Set problem:
Report each line in the rows below that contains the word "shade". Copy every such line in full.

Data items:

----------

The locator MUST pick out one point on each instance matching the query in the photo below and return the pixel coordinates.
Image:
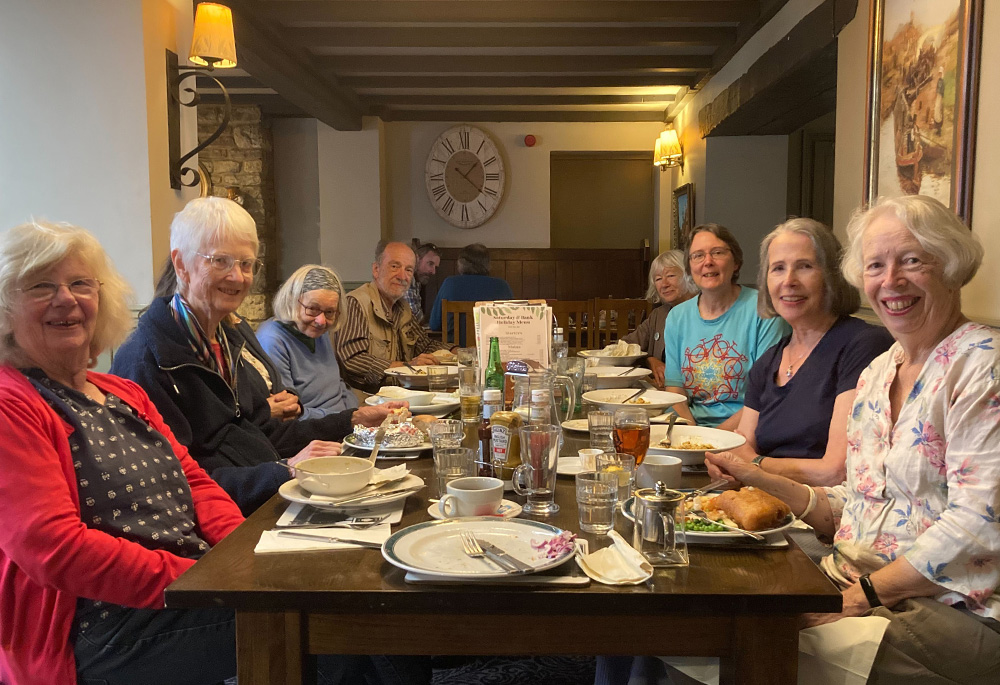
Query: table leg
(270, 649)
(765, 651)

----------

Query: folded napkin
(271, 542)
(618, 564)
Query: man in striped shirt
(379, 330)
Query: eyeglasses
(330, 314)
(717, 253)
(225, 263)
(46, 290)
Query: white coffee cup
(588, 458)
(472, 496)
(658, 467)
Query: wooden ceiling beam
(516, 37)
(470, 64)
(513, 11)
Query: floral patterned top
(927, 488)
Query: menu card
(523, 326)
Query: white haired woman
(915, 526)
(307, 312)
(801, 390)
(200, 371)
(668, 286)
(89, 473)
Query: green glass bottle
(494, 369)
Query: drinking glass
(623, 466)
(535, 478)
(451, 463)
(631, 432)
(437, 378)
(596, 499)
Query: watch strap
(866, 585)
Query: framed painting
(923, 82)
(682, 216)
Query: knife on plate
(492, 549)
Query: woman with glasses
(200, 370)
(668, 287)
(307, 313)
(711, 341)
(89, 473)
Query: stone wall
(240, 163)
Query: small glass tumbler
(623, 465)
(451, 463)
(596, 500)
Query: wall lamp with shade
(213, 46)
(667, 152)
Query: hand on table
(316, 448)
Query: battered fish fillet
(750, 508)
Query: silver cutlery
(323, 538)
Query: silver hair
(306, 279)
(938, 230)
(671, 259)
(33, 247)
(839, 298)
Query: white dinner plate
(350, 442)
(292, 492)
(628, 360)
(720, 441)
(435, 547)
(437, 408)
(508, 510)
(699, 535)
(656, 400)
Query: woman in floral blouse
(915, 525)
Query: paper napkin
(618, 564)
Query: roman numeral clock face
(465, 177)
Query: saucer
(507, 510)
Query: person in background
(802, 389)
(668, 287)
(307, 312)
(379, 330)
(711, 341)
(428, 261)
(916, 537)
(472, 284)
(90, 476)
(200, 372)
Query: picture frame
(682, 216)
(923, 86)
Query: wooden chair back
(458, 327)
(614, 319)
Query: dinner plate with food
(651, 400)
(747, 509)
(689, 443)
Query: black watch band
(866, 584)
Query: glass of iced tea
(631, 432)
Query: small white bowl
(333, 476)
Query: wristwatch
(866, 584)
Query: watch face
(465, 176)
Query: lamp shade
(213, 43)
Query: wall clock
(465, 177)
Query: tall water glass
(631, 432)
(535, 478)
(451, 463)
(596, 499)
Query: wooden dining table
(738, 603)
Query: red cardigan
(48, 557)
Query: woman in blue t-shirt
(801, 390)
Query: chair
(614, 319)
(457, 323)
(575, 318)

----------

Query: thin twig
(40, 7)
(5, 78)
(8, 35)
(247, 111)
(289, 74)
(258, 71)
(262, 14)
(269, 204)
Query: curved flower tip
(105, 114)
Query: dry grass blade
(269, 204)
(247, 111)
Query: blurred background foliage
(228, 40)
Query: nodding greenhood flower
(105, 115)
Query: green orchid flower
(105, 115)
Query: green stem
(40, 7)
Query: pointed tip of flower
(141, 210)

----------

Correct result:
Query: wall lamp with shade
Query: lamp shade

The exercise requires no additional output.